Print the rows without changes, from the line containing "Locate every instance of the dog logo" through the last line of the rows, including both.

^^^^^^^^

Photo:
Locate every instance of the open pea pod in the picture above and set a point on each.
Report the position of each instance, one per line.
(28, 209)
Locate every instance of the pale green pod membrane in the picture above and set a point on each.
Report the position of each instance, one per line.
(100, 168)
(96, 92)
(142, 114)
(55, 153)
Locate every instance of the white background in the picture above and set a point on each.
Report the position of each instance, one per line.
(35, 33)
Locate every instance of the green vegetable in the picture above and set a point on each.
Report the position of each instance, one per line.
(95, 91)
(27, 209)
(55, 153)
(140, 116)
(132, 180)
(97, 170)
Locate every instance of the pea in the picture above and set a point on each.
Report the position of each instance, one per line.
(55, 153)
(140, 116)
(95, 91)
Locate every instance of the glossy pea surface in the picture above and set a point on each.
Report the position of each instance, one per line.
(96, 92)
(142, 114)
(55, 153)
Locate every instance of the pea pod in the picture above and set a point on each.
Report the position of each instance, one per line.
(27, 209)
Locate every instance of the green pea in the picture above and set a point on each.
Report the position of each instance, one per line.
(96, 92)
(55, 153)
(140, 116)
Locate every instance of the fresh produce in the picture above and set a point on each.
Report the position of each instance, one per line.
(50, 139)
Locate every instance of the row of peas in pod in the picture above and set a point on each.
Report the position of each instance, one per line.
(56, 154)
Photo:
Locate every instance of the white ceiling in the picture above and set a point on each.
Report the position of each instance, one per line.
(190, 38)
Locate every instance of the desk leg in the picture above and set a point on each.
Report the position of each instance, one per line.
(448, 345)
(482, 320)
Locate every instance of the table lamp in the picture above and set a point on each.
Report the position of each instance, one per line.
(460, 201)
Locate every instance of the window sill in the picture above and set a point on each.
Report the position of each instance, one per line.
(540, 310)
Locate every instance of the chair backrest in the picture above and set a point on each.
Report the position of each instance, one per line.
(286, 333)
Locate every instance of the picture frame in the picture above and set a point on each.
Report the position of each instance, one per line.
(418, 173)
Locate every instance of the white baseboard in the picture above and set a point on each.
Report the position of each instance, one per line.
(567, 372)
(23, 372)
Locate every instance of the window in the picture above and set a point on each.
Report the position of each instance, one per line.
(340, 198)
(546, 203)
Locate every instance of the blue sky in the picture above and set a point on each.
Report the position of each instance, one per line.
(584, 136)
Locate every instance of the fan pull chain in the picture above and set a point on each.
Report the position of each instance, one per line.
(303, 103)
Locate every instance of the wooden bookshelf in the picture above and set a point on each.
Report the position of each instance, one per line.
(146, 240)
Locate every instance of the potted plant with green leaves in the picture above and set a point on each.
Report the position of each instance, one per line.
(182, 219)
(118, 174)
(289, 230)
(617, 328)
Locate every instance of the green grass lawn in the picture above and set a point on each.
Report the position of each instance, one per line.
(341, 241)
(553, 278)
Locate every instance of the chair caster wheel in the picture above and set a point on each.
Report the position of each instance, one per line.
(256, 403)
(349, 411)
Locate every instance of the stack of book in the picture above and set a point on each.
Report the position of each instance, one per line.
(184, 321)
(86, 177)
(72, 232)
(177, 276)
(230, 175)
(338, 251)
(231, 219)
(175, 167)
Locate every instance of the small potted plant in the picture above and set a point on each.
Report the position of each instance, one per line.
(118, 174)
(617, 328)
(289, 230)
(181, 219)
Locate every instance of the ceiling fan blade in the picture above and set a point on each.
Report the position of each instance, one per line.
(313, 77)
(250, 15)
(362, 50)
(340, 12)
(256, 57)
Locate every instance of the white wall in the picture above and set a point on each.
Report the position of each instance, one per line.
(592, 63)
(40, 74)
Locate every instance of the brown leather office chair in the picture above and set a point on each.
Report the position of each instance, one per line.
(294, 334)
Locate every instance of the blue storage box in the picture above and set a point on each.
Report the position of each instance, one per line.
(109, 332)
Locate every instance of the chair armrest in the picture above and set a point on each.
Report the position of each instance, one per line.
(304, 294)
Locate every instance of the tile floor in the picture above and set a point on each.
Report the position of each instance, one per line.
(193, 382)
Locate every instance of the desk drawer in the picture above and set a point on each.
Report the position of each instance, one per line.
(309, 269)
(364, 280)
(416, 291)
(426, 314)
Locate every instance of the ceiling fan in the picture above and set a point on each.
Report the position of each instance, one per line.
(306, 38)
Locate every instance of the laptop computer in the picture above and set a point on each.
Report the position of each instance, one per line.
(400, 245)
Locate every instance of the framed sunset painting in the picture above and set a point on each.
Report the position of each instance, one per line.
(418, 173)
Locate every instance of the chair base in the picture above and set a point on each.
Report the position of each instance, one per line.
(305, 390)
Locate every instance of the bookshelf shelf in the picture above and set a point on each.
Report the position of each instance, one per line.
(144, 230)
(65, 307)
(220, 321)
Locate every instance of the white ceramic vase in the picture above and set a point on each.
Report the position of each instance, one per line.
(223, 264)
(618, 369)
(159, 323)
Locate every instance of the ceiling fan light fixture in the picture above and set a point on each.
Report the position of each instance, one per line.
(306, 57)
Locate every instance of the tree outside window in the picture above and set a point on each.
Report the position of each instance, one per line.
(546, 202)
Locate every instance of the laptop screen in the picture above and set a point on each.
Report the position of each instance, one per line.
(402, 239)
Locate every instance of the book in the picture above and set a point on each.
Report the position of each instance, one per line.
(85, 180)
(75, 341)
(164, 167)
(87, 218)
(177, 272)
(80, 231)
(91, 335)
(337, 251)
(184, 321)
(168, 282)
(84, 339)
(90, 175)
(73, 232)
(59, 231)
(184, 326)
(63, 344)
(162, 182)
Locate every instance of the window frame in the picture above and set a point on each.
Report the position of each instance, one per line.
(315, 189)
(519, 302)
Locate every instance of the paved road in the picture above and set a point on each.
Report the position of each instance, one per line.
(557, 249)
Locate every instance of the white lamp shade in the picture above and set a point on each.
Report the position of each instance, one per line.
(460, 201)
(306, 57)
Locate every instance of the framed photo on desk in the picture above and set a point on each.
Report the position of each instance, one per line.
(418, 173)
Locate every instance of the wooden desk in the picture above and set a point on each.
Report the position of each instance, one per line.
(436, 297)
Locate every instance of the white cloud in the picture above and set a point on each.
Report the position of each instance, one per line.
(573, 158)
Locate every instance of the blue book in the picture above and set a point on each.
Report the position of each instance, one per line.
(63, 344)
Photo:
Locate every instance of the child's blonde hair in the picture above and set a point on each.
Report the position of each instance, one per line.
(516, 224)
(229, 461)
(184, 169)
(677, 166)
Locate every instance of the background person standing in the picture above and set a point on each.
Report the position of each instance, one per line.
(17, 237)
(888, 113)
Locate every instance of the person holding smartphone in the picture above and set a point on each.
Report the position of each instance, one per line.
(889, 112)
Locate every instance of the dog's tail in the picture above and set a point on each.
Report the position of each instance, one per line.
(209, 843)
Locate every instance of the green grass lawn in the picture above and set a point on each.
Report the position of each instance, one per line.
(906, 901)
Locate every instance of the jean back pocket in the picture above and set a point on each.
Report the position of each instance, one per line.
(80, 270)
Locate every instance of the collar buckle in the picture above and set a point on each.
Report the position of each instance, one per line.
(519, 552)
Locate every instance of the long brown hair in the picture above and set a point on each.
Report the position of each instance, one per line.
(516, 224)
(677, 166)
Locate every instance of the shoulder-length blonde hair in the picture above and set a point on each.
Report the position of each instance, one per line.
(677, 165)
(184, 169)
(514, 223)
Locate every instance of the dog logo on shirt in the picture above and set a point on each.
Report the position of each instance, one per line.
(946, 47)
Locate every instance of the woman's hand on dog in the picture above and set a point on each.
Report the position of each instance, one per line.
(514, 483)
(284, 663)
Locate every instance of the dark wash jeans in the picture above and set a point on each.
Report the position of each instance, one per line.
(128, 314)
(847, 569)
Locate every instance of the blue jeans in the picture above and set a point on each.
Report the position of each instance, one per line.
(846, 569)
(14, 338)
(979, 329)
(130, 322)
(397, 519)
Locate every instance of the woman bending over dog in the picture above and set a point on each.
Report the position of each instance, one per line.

^^^^^^^^

**Complete answer:**
Locate every instance of the dog logo on shirt in the picture above and set a point on each.
Report the position of each instance, one per line.
(946, 47)
Locate every instance of the woman's hand on dog in the picture above and set a point on each.
Report the position of each instance, one per line.
(514, 483)
(284, 663)
Locate every instance of the dark wash jeans in the picture above and set a point on each.
Report the position of each instance, one per line.
(128, 314)
(847, 569)
Locate every instance of the blue jeans in the picture above and set a point on each.
Report the position of each instance, one per line.
(846, 569)
(14, 338)
(979, 329)
(130, 322)
(397, 519)
Locate every instance of the woman bending over dog in the picture above and set a point on each.
Report the position of each instance, one per line.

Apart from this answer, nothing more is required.